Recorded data
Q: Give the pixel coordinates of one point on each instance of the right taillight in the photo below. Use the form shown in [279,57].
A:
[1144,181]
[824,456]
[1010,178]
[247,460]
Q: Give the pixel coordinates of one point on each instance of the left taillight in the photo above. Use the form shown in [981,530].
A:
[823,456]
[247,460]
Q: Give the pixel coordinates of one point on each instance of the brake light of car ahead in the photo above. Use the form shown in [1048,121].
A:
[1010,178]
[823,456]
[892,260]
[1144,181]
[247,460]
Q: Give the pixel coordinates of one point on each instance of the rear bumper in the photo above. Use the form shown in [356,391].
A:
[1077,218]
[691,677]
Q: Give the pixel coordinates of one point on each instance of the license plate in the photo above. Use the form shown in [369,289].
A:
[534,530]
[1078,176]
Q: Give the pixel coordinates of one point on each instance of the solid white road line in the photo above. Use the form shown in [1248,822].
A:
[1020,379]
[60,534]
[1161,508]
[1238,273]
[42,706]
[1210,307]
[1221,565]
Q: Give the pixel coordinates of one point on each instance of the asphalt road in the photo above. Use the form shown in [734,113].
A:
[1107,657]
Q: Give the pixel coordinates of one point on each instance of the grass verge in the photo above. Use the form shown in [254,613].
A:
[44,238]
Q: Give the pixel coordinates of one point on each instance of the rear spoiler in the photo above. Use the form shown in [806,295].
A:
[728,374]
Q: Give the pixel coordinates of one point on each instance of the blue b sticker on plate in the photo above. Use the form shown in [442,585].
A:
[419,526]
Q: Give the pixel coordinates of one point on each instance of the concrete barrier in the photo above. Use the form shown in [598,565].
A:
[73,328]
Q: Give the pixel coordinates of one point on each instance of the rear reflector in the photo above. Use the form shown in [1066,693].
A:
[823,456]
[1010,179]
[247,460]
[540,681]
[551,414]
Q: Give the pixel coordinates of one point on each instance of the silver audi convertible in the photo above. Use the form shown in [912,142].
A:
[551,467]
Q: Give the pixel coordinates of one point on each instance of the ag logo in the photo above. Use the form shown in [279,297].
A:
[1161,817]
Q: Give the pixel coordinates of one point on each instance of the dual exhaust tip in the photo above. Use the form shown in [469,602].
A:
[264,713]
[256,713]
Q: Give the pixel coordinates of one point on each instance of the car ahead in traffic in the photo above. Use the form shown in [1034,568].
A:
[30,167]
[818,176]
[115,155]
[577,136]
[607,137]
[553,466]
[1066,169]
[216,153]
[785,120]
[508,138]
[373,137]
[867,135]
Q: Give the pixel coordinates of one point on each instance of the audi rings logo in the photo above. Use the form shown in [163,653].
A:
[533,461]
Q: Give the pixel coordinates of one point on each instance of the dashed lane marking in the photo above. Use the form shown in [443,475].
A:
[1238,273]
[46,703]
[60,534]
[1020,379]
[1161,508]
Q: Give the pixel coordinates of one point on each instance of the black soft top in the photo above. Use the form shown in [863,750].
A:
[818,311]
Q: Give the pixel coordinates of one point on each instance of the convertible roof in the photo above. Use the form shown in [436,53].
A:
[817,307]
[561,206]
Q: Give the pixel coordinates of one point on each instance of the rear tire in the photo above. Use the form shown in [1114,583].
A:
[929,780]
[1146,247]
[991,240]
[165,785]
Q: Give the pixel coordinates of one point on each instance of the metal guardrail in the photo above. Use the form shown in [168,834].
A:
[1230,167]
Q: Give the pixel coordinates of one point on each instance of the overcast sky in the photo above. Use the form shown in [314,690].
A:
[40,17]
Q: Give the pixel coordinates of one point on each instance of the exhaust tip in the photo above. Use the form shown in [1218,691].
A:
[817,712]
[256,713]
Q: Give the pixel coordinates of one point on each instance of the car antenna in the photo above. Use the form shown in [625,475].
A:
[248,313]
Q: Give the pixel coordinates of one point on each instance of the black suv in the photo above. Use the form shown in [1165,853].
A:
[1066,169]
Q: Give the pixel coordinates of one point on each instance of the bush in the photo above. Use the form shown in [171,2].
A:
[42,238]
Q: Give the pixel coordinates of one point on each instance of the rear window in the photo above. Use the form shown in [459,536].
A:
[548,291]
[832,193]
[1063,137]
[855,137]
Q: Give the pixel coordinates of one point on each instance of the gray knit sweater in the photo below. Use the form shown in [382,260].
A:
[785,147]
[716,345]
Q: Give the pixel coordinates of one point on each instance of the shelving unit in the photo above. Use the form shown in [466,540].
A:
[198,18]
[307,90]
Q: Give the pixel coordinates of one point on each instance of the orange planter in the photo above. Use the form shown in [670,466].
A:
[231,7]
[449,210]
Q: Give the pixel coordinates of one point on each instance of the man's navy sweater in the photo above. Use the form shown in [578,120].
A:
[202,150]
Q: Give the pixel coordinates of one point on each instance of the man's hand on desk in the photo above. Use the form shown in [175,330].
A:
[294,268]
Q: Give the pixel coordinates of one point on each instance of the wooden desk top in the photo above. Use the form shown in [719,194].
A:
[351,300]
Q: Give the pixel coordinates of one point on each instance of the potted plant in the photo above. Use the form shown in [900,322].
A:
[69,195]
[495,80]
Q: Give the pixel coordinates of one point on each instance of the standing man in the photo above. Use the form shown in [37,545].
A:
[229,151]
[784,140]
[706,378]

**Task prompt:** Return a faithful copy of all the records above.

**Response for this exercise:**
Q: Give the pixel coordinates of one point on each instance of the right taillight in the photo below. Use the form shown in [279,57].
A:
[1144,181]
[824,456]
[1010,178]
[247,460]
Q: Give the pixel coordinates of one point on each instance of the left taillight in the photo above. Use the form shown in [981,530].
A:
[823,456]
[247,460]
Q: Give the pixel coordinates of one point on each instance of the brake light of car ahead in the photo above. Use the form shown in [1048,121].
A:
[1010,178]
[823,456]
[892,260]
[1144,181]
[247,460]
Q: Give the pixel coordinates of one point on each instance of the rear bumper in the photo above. Use the form shown in [356,391].
A:
[1077,218]
[691,677]
Q: Give the pixel coordinates of one point on each instance of the license plate in the photo above. Use the form shown in [369,289].
A:
[534,530]
[1078,176]
Q: Give the pixel coordinates of one point on each instance of the solid white road line in the photo above. Use the form shown in [1248,822].
A:
[1020,379]
[60,534]
[1161,508]
[1238,273]
[42,706]
[1210,307]
[1221,565]
Q: Give the pixel coordinates of one point on each instance of the asphalt road in the photo above. Use the form shown in [734,113].
A:
[1107,657]
Q: Give the pixel coordinates of one point on each instance of the grass verge in the photo above. Use the form shown in [254,613].
A:
[44,238]
Q: Give the pixel coordinates of one point on each instance of the rear spoiler in the photo above. Use the form shown in [806,295].
A:
[728,374]
Q: Give the pixel coordinates of one point on each instance of the blue b sticker on plate in the photo above. Use the form shown in [442,585].
A:
[419,526]
Q: Give the pixel coordinates of one point on each instance of the concrete barrier in the photo above. Use the form shown in [598,565].
A:
[73,328]
Q: Give the pixel coordinates of one point on each instance of the rear reflector in the photo above. Use the form shown in [1066,693].
A:
[823,456]
[1010,179]
[247,460]
[540,681]
[551,414]
Q: Give the pixel coordinates of one point on each instance of the silver audi convertible in the photo above. Use the form shown in [912,142].
A:
[551,467]
Q: Give the pixel coordinates of one point on each instance of the ag logo in the photo above. Use the form shown in [279,297].
A:
[1161,817]
Q: Give the pixel coordinates of one point on each instance of the dual exhaust tip in the photo above. Use the form shown in [469,602].
A:
[264,713]
[256,713]
Q: Give the pixel coordinates of one point on each instance of the car ahead in traffic in the photo above. Use the form shown in [1034,568].
A:
[30,167]
[818,176]
[115,155]
[577,136]
[607,137]
[553,466]
[1066,169]
[216,153]
[785,120]
[508,138]
[373,137]
[867,135]
Q: Give the pixel coordinates of one point on each instance of the audi rings logo in the photo above. Use the form shown in [163,653].
A:
[533,461]
Q: Give the pixel coordinates of one point on each instance of the dashed lane marking in the photo above. Use the form shown in [443,475].
A:
[1238,273]
[46,703]
[60,534]
[1020,379]
[1161,508]
Q: Give the pixel coordinates of one point on each instance of the black soft top in the photo above. Use the form shown in [863,750].
A:
[818,311]
Q: Give the pixel coordinates of one point on each instance of the convertible roof in the photo above. Use the form shown in [436,53].
A:
[817,307]
[561,206]
Q: Give the pixel coordinates of one point on each instance of the rear tire in the photo above. Use the form shown in [1114,583].
A:
[929,780]
[1146,247]
[991,240]
[165,785]
Q: Give the pixel coordinates of one point on each instance of the metal guardrail in the photo above. Use the form shown in [168,834].
A:
[1230,167]
Q: Give the pixel coordinates of one point on each instance of the overcast sky in the photo above. Use the form shown in [314,690].
A:
[40,17]
Q: Give the pixel coordinates of one point on each instance of the exhaust tip in the photo above. Use the form shown in [1218,691].
A:
[817,712]
[256,713]
Q: Give the pixel coordinates of one point on each instance of the car antenna in the photo above. Use the form shown in [625,475].
A:
[248,313]
Q: Give the pixel coordinates of one point on each instance of the black suv in the photo above. Use the form shown in [1165,853].
A:
[1066,169]
Q: Give the pixel coordinates of one point on each instance of the bush in the photo above. Use the form shown in [171,2].
A:
[42,238]
Q: Give the pixel coordinates of one point on each instance of the rear window in the photo above. Use the form shown in [459,536].
A:
[548,291]
[832,193]
[1063,137]
[855,137]
Q: Give the pixel coordinates of one point on each instance of the gray knit sweater in the photo below. Use the form shown in [382,260].
A:
[785,147]
[716,345]
Q: Give the pixel coordinates of one point on each instance of the shelving unit in the photo above. Use the form shown in [466,540].
A:
[198,18]
[307,90]
Q: Give the pixel coordinates of one point on each instance of the orange planter in the photo above. Use the form shown in [670,466].
A:
[231,7]
[449,210]
Q: Give the pixel coordinates of one point on each instance of the man's navy sweater in the photo above. Use the form shown in [578,120].
A:
[202,150]
Q: Give the pixel coordinates of one point on each instance of the man's hand on desk in the photo above. Use the form shown in [175,330].
A:
[294,268]
Q: Give the pixel coordinates of one point on each instance of the wooden desk top in the photo above. Use the form shown in [719,194].
A:
[351,300]
Q: Give the pixel coordinates of one point on each instance of the potted plant in the photo above. Use the form shown in [900,322].
A:
[69,195]
[495,80]
Q: Give the pixel coordinates of one point on each instance of the standing man in the photo above. Use the form shown in [37,545].
A:
[229,151]
[784,140]
[706,378]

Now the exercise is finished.